• Problem 1:
Say whether each statement agrees with the passage on estrangement, answering yes or no and quoting the words that decide it:
(a) Marx's conception of alienation took in only the negative possibilities of dislocation.
(b) Irony and satire are common in official psychological discourse.
(c) Roberts and Hewer set out the Laingian framework in 2012.
• Problem 2:
Please output the stretch of the passage on estrangement from "There are many" through "truth and objectivity.".
• Problem 3:
Carry on the passage on estrangement from its final sentence.

Passage to read Block Start

Marx’s conception of alienation took in only the negative possibilities of dislocation. That Marx missed what Shklovsky divined is strange, given that it was Marx’s own estrangement from bourgeois society that made it possible for him to pursue his lifelong work devoted to building a better society. Within the psychological community, few beyond Wilhelm Reich have given due importance to a sense of wonder in living as a matter inextricably bound up with individual and political freedoms.

There are many more examples than Marx of how estrangement may work in a positive direction. Estrangement lies at the heart of comedy, in which a portion of the world is first made strange (defamiliarised) and later returned (familiarised) with a punchline. It’s also at the heart of all creative opposition and resistance, working to undermine a taken-for-granted ‘truth’. Irony and satire have long been recognised as means of speaking to power. Yet in official psychological discourse, these are entirely absent… a form of emotionless parlance has been taken as a byword for truth and objectivity.

Boym’s and Shklovsky’s readings of estrangement are reminders that there are political options other than surrender or defeat. Unlike the favoured motif of dystopian science fiction, resistance is not ‘futile’ (a position echoed in recent work by Haslam and Reicher, 2012). Boym (2012, p.8) reflects that ‘we have to do what it takes to exercise the modicum of freedom – defined by Hannah Arendt as a “miracle of infinite improbability” that occurs regularly in the public world’. If one of the principal functions of art is to disrupt the existing order (see Smoliarova, 2006), then art is central to politics, dissent, participation and change. In an off-modern slant it could become central to a form of psychology where the emphasis has moved away from the measurement of what is or what purports to be, towards a study and practice in which people, their humanity, expression, needs and desires are paramount – a psychology that estranges the status quo and challenges the dehumanising automation of life. Arendt (1998, p.7) reminds us that ‘all aspects of the human condition are somehow related to politics’. This, of necessity, must include the psychological. It points to the possibility of a psychology of cheerful resistance imbued with an ‘intellectual imagination… freed from its current imprisonment’ (Haslam & Reicher, 2012, p.174).

In the early years of the 21st century, corporate hegemony has given birth to a new variant of authoritarianism – policed neither from the political left nor right, but premised on the daily rewriting of memory through public relations, advertising, news control and surveillance. In a recent discussion, Roberts and Hewer (2015) outlined the continuing utility of a Laingian framework for comprehending the social production of adverse states of mind at differing levels of the social hierarchy (family, institution, international relations). This interdisciplinary framework is built on estrangement – an explicit rejection of the notion of value-free reductionist knowledge that permeates the scientific core of the discipline. Shklovsky saw in estrangement the miraculous possibility of maintaining wonder and joy in living. Art is central to this playful, dissenting reworking of the world.

Passage to read Block End
Information shown Block Start

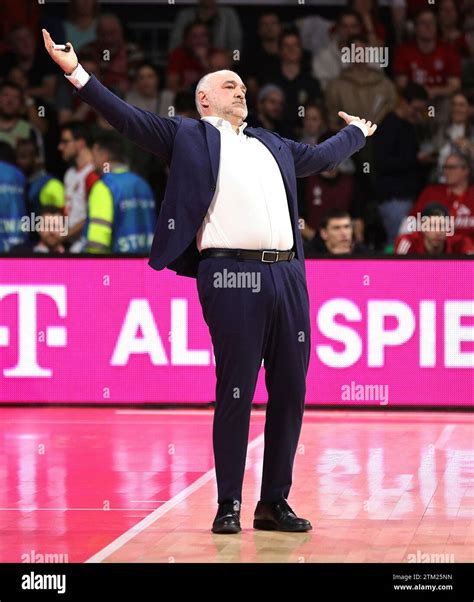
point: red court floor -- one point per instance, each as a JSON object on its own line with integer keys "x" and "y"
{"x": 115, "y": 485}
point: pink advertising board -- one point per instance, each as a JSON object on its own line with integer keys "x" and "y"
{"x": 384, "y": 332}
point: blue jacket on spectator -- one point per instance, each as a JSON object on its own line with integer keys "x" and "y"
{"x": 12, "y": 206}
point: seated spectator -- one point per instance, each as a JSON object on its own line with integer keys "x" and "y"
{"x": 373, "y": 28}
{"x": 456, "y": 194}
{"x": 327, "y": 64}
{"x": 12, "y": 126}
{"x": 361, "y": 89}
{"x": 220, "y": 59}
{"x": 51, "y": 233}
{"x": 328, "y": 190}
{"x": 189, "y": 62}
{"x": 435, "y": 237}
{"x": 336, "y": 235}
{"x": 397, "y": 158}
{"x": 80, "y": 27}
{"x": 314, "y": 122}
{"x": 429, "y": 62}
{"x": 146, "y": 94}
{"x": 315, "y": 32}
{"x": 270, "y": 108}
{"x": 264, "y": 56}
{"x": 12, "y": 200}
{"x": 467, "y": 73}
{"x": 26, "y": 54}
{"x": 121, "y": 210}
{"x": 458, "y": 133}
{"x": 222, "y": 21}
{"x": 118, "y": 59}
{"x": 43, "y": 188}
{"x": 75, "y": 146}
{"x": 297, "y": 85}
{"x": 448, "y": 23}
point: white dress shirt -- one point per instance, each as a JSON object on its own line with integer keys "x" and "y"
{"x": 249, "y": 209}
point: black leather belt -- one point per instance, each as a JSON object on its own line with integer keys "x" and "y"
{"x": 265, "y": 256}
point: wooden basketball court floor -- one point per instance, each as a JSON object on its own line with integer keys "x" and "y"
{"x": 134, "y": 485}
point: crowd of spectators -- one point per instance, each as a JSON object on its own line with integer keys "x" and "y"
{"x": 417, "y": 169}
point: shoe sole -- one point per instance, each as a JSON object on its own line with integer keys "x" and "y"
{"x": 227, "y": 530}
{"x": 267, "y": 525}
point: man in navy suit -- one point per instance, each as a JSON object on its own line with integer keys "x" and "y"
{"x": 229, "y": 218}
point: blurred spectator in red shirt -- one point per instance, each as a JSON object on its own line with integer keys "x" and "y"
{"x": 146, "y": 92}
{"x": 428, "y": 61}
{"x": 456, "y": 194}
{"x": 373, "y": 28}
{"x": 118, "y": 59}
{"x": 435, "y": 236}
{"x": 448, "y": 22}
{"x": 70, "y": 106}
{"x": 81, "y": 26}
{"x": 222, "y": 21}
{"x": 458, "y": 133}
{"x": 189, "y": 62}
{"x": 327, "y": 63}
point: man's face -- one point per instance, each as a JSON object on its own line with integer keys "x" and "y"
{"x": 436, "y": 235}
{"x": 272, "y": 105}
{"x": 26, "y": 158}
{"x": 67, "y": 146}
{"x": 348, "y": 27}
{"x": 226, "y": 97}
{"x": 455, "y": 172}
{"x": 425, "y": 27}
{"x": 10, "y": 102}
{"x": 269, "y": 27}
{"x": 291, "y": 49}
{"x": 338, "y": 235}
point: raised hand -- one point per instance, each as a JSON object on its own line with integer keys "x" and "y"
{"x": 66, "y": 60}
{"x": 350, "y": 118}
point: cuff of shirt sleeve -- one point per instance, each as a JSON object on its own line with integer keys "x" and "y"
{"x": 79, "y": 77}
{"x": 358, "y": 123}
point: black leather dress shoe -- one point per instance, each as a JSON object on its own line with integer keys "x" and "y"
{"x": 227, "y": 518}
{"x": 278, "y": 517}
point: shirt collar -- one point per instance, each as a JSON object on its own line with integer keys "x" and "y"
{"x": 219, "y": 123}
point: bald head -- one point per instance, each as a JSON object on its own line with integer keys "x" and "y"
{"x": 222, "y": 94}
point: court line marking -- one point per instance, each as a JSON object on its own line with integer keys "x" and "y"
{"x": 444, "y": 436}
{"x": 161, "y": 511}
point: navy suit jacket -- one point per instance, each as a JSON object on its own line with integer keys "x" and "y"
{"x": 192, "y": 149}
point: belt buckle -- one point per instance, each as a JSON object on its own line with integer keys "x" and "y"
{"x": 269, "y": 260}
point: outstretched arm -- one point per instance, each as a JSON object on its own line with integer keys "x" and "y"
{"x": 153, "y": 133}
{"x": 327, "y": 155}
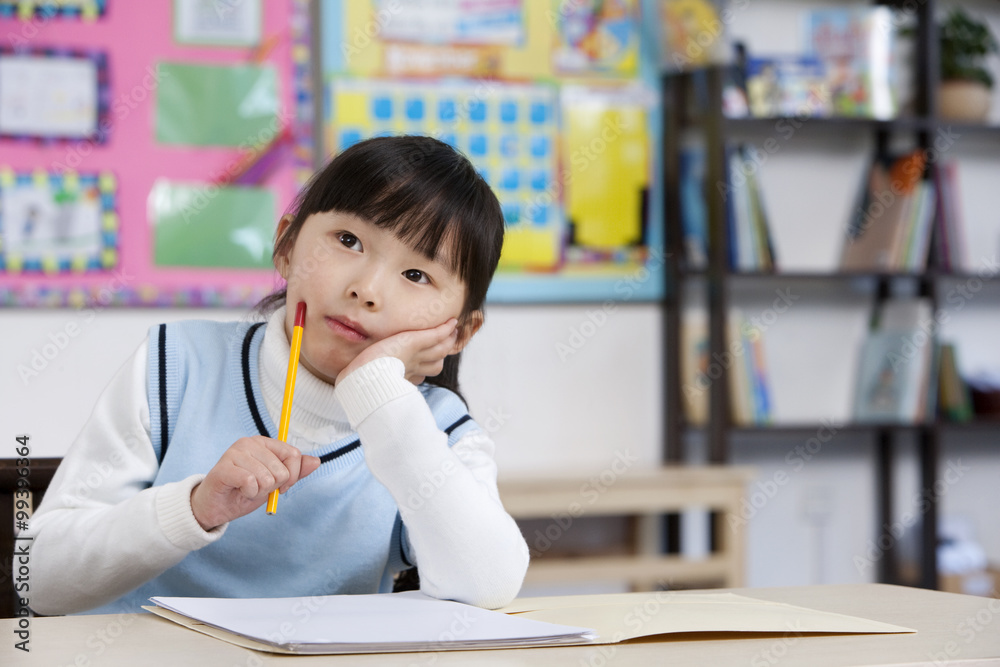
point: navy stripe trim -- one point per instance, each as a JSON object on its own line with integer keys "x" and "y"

Information shown Block End

• Answer 1:
(a) Yes: "Marx’s conception of alienation took in only the negative possibilities of dislocation."
(b) No: "Yet in official psychological discourse, these are entirely absent"
(c) No: "Roberts and Hewer (2015) outlined the continuing utility of a Laingian framework"

• Answer 2:
There are many more examples than Marx of how estrangement may work in a positive direction. Estrangement lies at the heart of comedy, in which a portion of the world is first made strange (defamiliarised) and later returned (familiarised) with a punchline. It’s also at the heart of all creative opposition and resistance, working to undermine a taken-for-granted ‘truth’. Irony and satire have long been recognised as means of speaking to power. Yet in official psychological discourse, these are entirely absent… a form of emotionless parlance has been taken as a byword for truth and objectivity.

• Answer 3:
If a radical reworking of psychology rooted in everyday life and the wonder of our earthly existence is to be possible, then we must radically estrange it, uproot it from its corporate nest bed. This will require us to step ‘off’ the beaten tracks of psychology, to explore the wild undergrowth of ideas in the neglected gardens of knowledge. Instead of absorbing the regular force-fed diet of imminent scientific breakthroughs and the prescribed certainties of future success, we have to entertain the idea that the reality we experience is beyond lived comprehension as a singular totality. Yet there are ways to deal with it, interrogate it, bring it into being and know it – they just don’t necessarily involve spoken or written language or the legitimising cloak of science.

Psychology, in short, could be made a work of art – celebrating what Eduardo Galeano (1992, p.121) refers to as the ‘marriage of heart and mind’, approaching discovery, knowing and learning with sentipensante (feeling-thinking). In an off-modern psychology, knowledge is generated and discoverable in the idiopathic and idiosyncratic strategies and programmes of the individual. An education in psychology becomes a tailored project in making sense of one’s life. For Epictetus, the Greek slave, the proper subject matter of philosophy was each person’s life, leading to refinements in ‘the art of living’ (Arendt, 1978, p.154).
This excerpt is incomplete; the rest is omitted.